Task instructions: Copy everything in the entries below, from the very start down through the line containing "[(434, 200), (252, 226)]", keeping both ends. Leave the picture out of your copy.

Exercise data:

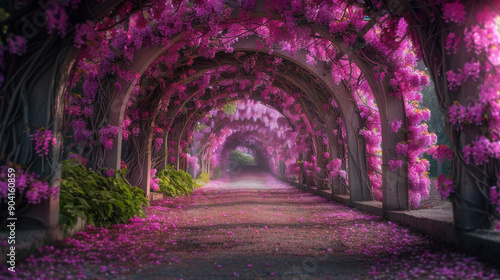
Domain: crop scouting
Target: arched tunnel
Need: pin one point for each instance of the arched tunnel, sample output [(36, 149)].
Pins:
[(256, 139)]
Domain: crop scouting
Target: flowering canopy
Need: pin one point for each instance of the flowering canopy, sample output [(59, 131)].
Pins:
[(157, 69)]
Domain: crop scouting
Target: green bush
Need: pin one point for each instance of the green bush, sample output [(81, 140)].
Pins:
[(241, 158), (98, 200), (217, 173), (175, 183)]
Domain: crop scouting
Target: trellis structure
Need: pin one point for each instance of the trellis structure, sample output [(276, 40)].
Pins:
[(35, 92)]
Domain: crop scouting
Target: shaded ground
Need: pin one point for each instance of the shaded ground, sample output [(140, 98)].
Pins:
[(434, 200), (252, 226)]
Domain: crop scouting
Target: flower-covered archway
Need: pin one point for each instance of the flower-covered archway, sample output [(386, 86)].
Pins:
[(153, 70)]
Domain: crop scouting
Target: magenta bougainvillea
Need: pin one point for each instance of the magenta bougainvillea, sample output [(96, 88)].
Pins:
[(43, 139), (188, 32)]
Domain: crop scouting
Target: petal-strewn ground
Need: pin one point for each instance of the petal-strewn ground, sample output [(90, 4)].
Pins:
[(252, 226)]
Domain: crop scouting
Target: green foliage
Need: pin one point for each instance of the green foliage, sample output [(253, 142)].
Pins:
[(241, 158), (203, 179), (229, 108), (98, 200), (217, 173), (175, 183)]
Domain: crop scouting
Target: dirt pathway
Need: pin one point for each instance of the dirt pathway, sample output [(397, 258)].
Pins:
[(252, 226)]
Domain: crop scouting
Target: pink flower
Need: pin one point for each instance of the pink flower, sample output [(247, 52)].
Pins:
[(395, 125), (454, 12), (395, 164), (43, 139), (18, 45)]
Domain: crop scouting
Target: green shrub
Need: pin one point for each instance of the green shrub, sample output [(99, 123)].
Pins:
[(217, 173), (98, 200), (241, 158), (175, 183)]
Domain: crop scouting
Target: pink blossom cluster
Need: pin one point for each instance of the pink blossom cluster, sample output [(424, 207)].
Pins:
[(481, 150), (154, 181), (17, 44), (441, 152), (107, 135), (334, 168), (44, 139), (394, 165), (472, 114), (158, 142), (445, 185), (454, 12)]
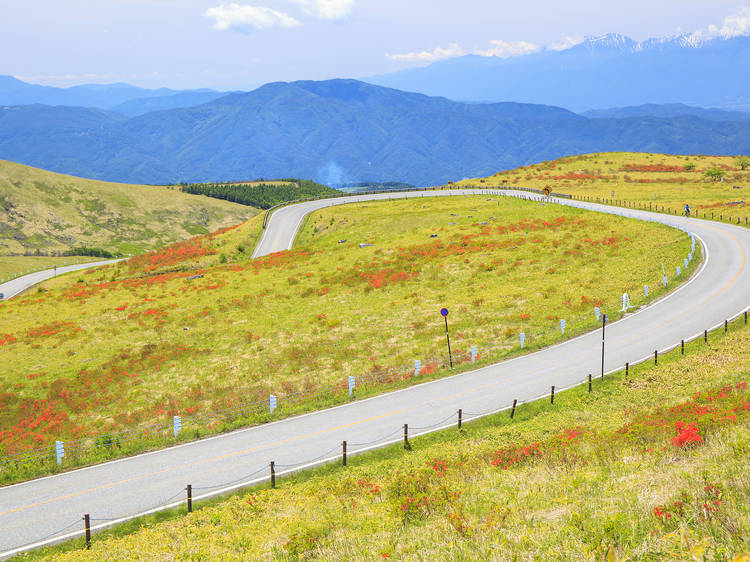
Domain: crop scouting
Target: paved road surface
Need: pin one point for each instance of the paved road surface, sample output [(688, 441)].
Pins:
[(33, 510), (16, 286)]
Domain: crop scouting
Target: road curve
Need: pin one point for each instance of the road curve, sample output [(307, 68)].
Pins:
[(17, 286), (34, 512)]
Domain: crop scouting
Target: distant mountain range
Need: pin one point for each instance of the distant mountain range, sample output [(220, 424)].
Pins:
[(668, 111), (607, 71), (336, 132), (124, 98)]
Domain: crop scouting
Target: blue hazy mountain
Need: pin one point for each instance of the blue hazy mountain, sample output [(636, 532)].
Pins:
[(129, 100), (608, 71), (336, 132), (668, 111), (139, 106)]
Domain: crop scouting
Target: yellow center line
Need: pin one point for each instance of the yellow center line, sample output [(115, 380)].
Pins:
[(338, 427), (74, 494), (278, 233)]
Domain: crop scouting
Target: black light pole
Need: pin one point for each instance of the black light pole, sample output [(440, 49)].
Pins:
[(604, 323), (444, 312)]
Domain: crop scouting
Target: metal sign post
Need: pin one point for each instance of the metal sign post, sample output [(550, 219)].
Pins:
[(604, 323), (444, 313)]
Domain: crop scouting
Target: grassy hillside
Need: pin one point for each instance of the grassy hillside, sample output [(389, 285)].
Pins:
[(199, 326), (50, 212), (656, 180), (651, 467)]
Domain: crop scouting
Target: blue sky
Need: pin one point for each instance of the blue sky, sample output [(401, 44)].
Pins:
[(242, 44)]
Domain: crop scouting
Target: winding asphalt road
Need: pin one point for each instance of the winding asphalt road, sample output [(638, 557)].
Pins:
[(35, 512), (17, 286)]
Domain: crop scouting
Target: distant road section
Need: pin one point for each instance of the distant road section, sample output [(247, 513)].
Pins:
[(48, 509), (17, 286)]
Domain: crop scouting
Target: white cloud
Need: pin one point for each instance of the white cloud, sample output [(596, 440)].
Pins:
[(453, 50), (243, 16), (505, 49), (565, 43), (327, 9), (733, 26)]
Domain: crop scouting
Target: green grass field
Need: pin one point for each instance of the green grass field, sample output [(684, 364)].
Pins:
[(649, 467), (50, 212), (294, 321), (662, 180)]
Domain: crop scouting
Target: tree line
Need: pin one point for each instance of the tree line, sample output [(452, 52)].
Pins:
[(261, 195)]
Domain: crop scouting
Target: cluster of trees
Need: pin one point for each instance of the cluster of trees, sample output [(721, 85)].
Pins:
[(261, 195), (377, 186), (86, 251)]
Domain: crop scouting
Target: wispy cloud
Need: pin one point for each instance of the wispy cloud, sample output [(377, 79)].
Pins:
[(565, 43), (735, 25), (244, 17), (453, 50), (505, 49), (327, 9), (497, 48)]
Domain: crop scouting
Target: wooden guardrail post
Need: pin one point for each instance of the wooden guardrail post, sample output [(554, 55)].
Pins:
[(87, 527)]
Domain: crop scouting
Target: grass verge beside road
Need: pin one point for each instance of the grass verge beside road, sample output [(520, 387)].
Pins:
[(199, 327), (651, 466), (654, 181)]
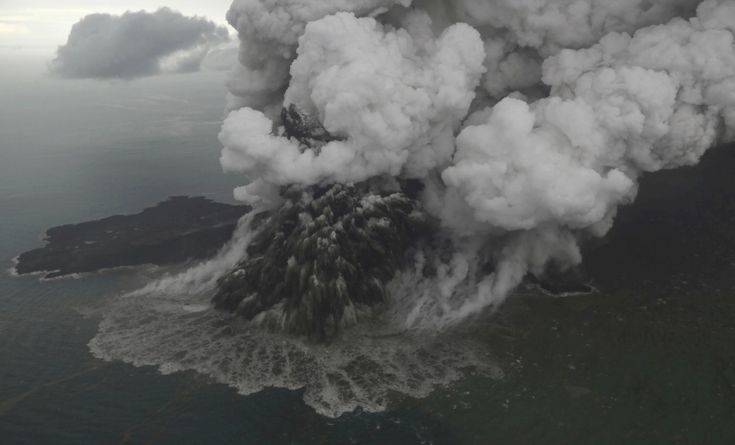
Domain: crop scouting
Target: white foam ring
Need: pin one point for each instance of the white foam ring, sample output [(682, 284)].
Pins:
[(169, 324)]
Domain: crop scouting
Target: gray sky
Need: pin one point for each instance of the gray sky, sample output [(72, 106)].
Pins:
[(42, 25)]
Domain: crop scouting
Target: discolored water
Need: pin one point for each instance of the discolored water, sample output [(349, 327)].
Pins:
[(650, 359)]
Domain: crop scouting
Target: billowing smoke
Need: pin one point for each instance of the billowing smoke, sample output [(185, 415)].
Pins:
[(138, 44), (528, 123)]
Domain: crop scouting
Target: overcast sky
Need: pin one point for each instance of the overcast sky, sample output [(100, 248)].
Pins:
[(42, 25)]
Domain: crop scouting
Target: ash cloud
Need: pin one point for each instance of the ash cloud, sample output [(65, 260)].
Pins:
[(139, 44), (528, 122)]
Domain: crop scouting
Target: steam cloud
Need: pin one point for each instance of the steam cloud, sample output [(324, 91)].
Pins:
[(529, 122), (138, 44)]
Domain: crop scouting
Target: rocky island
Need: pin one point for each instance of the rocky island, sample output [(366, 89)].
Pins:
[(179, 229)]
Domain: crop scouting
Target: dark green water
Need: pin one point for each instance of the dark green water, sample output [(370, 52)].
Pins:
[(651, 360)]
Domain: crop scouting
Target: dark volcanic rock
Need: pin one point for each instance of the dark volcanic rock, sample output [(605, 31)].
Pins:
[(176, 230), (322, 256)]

Solution for this problem:
Domain: crop scouting
Target: arched tunnel
Need: pin one point for each instance of the arched tunnel, sample output [(36, 149)].
Pins:
[(256, 139)]
Domain: crop scouting
Target: flowering canopy
Need: pin one point for each instance of the flowering canopy, sample output [(59, 131)].
Pins:
[(157, 69)]
Domain: crop scouting
Target: green bush
Need: pin one point for each instance of the green bush, sample output [(81, 140)].
Pins:
[(241, 158), (98, 200), (217, 173), (175, 183)]
Domain: crop scouting
Target: trellis structure
Need: pin one point for each instance of the trellis structure, sample output [(276, 40)].
Pins:
[(35, 92)]
Domain: crop scouting
Target: shaded ground
Need: pin one point for each instance of the shaded ground, sample output [(140, 98)].
Pins:
[(434, 200), (252, 226)]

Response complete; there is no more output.